--- Data items ---
▼▼▼

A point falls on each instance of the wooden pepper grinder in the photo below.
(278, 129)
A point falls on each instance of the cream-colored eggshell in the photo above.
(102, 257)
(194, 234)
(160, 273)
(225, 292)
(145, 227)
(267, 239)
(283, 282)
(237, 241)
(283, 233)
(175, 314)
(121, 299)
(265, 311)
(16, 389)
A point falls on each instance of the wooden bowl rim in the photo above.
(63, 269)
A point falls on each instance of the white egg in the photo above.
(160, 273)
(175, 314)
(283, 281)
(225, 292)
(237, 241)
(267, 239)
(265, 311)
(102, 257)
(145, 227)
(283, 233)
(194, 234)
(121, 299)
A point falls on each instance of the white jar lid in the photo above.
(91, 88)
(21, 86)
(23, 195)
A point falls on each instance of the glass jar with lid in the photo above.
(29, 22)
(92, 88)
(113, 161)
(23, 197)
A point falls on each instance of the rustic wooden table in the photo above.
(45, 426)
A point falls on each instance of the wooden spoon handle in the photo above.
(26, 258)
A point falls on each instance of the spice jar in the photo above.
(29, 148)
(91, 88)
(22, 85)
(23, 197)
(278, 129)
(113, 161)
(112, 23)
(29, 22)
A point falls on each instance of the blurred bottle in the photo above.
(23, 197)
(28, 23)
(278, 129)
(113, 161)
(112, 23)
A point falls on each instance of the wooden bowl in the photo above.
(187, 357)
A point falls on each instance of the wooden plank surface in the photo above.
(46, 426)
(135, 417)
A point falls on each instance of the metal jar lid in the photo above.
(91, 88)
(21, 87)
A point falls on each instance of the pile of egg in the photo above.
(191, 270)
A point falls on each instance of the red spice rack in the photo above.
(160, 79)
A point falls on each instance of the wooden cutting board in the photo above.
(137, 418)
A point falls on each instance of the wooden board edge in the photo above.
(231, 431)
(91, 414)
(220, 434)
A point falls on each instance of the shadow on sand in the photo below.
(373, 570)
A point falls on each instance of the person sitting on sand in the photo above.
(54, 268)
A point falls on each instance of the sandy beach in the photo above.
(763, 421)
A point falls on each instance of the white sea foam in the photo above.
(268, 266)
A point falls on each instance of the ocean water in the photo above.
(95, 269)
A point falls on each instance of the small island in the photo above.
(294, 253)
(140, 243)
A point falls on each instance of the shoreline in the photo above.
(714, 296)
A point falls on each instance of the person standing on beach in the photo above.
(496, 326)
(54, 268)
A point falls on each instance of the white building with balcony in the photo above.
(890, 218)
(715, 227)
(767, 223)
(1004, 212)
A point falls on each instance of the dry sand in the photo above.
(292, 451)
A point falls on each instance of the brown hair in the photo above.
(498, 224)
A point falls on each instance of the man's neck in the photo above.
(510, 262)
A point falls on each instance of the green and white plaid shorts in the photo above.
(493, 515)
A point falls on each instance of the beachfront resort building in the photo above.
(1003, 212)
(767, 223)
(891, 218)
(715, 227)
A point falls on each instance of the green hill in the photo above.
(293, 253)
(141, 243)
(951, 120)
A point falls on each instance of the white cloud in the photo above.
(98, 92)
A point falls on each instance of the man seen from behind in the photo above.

▲▲▲

--- Short exercise ---
Starting with the line that contains "A point falls on each instance of the beachfront" and going on through the last line, write those lines out again with "green hill" changed to "grassy hill" and nothing else altered.

--- Exercise response ---
A point falls on each instance of the beachfront resort building in the photo above.
(1003, 212)
(767, 223)
(891, 218)
(715, 227)
A point falls on each instance of the grassy hill in the photo above.
(293, 253)
(141, 243)
(951, 120)
A point falls on each instance of the white cloud in the photo above.
(98, 92)
A point falls on each instance of the man seen from behind in the photo above.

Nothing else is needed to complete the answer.